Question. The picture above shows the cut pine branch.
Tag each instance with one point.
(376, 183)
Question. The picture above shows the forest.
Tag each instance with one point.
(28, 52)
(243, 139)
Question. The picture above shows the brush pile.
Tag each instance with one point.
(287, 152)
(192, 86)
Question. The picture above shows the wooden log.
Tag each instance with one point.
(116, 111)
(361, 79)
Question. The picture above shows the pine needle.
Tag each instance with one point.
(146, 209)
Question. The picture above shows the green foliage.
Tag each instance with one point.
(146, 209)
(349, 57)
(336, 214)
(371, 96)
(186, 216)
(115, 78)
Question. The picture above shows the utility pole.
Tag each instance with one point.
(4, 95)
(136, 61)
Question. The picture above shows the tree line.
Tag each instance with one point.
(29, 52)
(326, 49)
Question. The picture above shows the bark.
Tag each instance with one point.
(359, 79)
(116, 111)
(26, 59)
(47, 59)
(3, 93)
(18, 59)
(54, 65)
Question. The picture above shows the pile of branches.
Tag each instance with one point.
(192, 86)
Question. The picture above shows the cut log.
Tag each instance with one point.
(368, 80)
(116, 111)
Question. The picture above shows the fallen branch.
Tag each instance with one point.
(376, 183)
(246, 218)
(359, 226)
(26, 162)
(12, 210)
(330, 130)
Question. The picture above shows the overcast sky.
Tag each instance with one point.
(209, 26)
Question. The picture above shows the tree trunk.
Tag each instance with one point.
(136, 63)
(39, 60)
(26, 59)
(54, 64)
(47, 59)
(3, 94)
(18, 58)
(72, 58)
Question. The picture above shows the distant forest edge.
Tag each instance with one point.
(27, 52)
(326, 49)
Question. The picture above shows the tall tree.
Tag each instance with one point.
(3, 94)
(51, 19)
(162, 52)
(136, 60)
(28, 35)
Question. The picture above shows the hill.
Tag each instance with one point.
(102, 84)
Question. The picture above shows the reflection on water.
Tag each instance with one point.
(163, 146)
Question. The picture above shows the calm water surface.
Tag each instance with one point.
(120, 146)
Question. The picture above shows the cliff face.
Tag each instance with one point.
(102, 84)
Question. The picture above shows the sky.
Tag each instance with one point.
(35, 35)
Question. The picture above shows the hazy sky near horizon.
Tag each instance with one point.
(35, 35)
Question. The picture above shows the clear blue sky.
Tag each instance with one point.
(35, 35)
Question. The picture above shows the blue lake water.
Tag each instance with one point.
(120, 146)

Direction:
Render every line of the listing above as a JSON list of strings, with one string per line and any blank lines omitted.

Completed task:
[
  "Question. The picture above shows the cut pine branch.",
  "Tag each instance with one point.",
  "(376, 183)",
  "Question. The picture above shows the forest.",
  "Tag each instance with one point.",
  "(28, 52)",
  "(243, 139)",
  "Question. The picture above shows the brush pile.",
  "Tag each instance with one point.",
  "(287, 152)",
  "(192, 86)",
  "Question. The picture above shows the wooden log.",
  "Tag each instance with one point.",
  "(116, 111)",
  "(361, 79)",
  "Question. The picture above shows the pine needle.",
  "Tag each instance with one point.",
  "(146, 209)",
  "Question. The picture above shows the green foliage.",
  "Tag each instance with one point.",
  "(146, 209)",
  "(349, 57)",
  "(336, 214)",
  "(371, 96)",
  "(186, 216)",
  "(115, 78)",
  "Question. The picture above shows the utility pole.",
  "Tag each instance with one point.",
  "(4, 95)",
  "(136, 61)",
  "Question. The picture above shows the tree line.",
  "Tag each instance with one point.",
  "(29, 52)",
  "(326, 49)",
  "Question. The picture above shows the bark.",
  "Tag each instance with one point.",
  "(359, 79)",
  "(116, 111)",
  "(26, 59)",
  "(47, 59)",
  "(3, 93)",
  "(18, 59)",
  "(54, 65)",
  "Question. The picture above shows the pile of branches.",
  "Tag each instance with one point.",
  "(192, 86)",
  "Question. The picture above shows the cut log.",
  "Tag each instance with one point.",
  "(368, 80)",
  "(116, 111)",
  "Question. The picture above shows the fallen branch.",
  "Tag each instance with one point.",
  "(376, 183)",
  "(246, 218)",
  "(359, 226)",
  "(26, 162)",
  "(12, 210)",
  "(330, 130)",
  "Question. The picture above shows the overcast sky.",
  "Tag each instance with one point.",
  "(209, 26)",
  "Question. The picture above shows the tree trunk.",
  "Tag each instance with one point.",
  "(136, 63)",
  "(39, 60)",
  "(26, 59)",
  "(54, 64)",
  "(47, 59)",
  "(3, 94)",
  "(18, 58)",
  "(72, 58)",
  "Question. The picture above shows the distant forest edge.",
  "Tag each instance with one point.",
  "(27, 52)",
  "(326, 49)",
  "Question. The picture above shows the tall tree.",
  "Tag each instance with one point.",
  "(3, 94)",
  "(51, 19)",
  "(162, 52)",
  "(136, 60)",
  "(28, 35)",
  "Question. The picture above shows the hill.",
  "Tag each instance with one point.",
  "(102, 84)",
  "Question. The picture above shows the reflection on water.",
  "Tag each instance with one point.",
  "(163, 146)",
  "Question. The picture above shows the calm water surface.",
  "Tag each instance with one point.",
  "(120, 146)",
  "Question. The picture above shows the cliff face.",
  "Tag each instance with one point.",
  "(102, 84)",
  "Question. The picture above shows the sky.",
  "Tag each instance with one point.",
  "(35, 35)",
  "Question. The picture above shows the hazy sky near horizon.",
  "Tag each instance with one point.",
  "(35, 35)",
  "Question. The picture above shows the clear blue sky.",
  "Tag each instance with one point.",
  "(35, 35)",
  "Question. The picture above shows the blue lake water.",
  "Tag each instance with one point.",
  "(120, 146)"
]